#### [Selected extract]
Anyone who has read the works of Earl Doherty, Robert M. Price and others (even my own posts) knows that our blogger Maurice Casey’s attempts to critique them are unbearably lightweight — except for the unbearably depressing personal vitriol. My guess is that for most part he is reading selections fed to him by a certain hotheaded research assistant who has her own personal axe to grind.
We recently commented on his hallucinatory observation that I don’t read books and even make light of earthquake victims. The latter innuendo indicates that if he ever found out that the New Zealand librarians who published the original article and photograph linked in my post were also atheistic mythicists then he would surely accuse them also of cold-hearted inhumanity. The former charge (that I don’t read books) is loaded with the double irony that he included information that he presumably read in my blog profile, yet in that same profile I explain quite clearly what is meant by my not touching books in my job as a librarian.
With that sort of introduction how can anyone take seriously anything this new internet blogger says. I certainly can’t.
But for the sake of completeness I’ll make the effort to finalize my response to his TJP(C) blogpost.
Did not give proper references
I will never forget Dr James McGrath surmising that my use of quotation marks around the title of a book was a suspicious indicator that I had not read the book. Well, our next circus act is Dr Maurice Casey censuring me because I “did not give proper references” in a blogpost. Ouch! (I hyperlinked direct to the full text of the source itself instead of setting out a full scholarly bibliographic citation. Regrettable! Appalling! Frightful!)
But there is irony here, too, to add even more unbearable lightness to this ultra lightweight scenario. In his criticism of me for, tut tut, supposedly not giving proper references Casey himself fails to accurately cite the post he is quoting, and in fact mangles passages from two different posts all into one paragraph as if they are part of the same post — the main one of which he fails to cite at all. (Did he shuffle his notes after dropping them on the floor?)
In a post headed ‘Biblical historians make detectives look silly’[38], he [Blogger Godfrey] did not give proper references, and referred back later to his post like this: ‘Biblical historians who research the foundations of Christianity in the Gospels have sometimes compared their “historical research” work with that of detectives or criminal investigators….. Only by lazy assumptions about their sources can biblical “historians” declare Jesus’ crucifixion a “fact of history”….In other words, Paula Fredriksen is but one of a host of biblical “historians” who “do history” according to the analogy of the silly detectives in my earlier post’ [23rd November, 2010].

#### [Available data]

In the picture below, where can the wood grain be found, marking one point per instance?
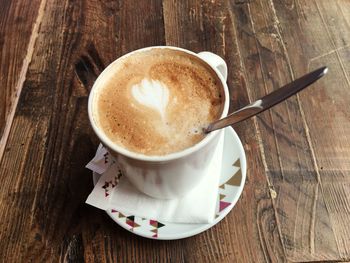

#### [What this exercise asks]
[a] Copy everything in the post about Maurice Casey from "We recently commented" down to "I certainly can’t.", renaming "earthquake victims" as "flood victims".
[b] Please continue the post about Maurice Casey from the point where it stops.
Those lines are separate from the post about Maurice Casey.

#### [Responses per task]
[a]
We recently commented on his hallucinatory observation that I don’t read books and even make light of flood victims. The latter innuendo indicates that if he ever found out that the New Zealand librarians who published the original article and photograph linked in my post were also atheistic mythicists then he would surely accuse them also of cold-hearted inhumanity. The former charge (that I don’t read books) is loaded with the double irony that he included information that he presumably read in my blog profile, yet in that same profile I explain quite clearly what is meant by my not touching books in my job as a librarian.
With that sort of introduction how can anyone take seriously anything this new internet blogger says. I certainly can’t.

[b]
The second sentence here, beginning “Only by lazy assumptions”, does not follow on from the first but belongs to an entirely different post of mine that is not referenced at all by Casey. The hyper-linked words “earlier post” refer back to the other post from which Casey has taken the opening sentence of his quotation. (Oh, and the original footnote reference [38] was also mangled on the TJP®©™ blogsite thus rendering it impossible for readers to trace Casey’s source — these people who pooh-pooh the internet and digital resource librarians really should learn a few web basics so they don’t look complete fools when they criticize such things — but I have corrected it here.)
Silly detectives analogy
It was Blogger Fisher who brought my “silly detectives” analogy to the attention of her thesis advisor (Stephanie herself made this clear at the time in her comments and emails) and it was that analogy that so offended her and that Casey is addressing here. Stephanie Fisher is well known for jumping to wild conclusions and generalizations at slightest suggestion of any form of criticism at all and took my analogy to a methodology as an insult against all scholars personally. Suddenly I am painted as one who not only doesn’t read books. I also “hate scholars” and am appallingly, frightfully rude.
Hoo boy. Sorry, but I can’t take this sort of nonsense seriously. (And in particular with respect to Paula Fredriksen, I have often quoted her on this blog with seriousness and respect as a word search here on her name will confirm. Stephanie Fisher is incapable of handling any criticisms of any aspect of her scholarly heroes.) Anyone who knows me and the scholarly works I discuss and engage with knows where I stand. (Even the words quoted by Casey make it clear I am poking a bit of fun at what I argue is a fallacious method, not persons.)
But for anyone who doesn’t know me Bloggers Fisher and Casey are guilty of publishing libel.
Gross personal rudeness
Casey fails to discern the difference between scholarly dialogue and personal rudeness. (No doubt he believes his own ad hominem blogposts and attacks elsewhere on mythicists are “scholarly” and not personal attacks at all.)
Godfrey’s earlier post said that Fredriksen ‘is one scholar who did “respond” to something Doherty had written, but her response demonstrated that she at no point attempted to read Doherty’s piece seriously. One might even compare her responses to those of a naughty schoolgirl who has no interest in the content of the lesson, believing the teacher to be a real dolt, and who accordingly seeks to impress her giggly “know-it-all” classmates by interjecting the teacher with smart alec rejoinders at any opportunity.’ Godfrey seems to have no idea that his gross personal rudeness is no substitute for a scholarly response, which is what anyone seriously interested in truth would have provided.
I was pointing out that when addressing mythicism Paula Fredriksen was not offering a scholarly response. How can anyone provide “a scholarly response” to flippant remarks? As we may infer from Casey’s conclusion, neither Fredriksen nor Casey is “seriously interested in truth” when it comes to the mythicist debate.
I have since re-read the Fredriksen’s remarks (now interspersed with Earl Doherty’s own commentary) and on second thought I wonder if I might indeed have been a bit harsh in some of what I said. Others can judge. But the point is that the frivously dismissive approach of Fredriksen towards mythicism is so typical of many New Testament scholars who speak about it and it is that unprofessional attitude that deserves exposure.
That’s not attacking, let alone hating, scholars.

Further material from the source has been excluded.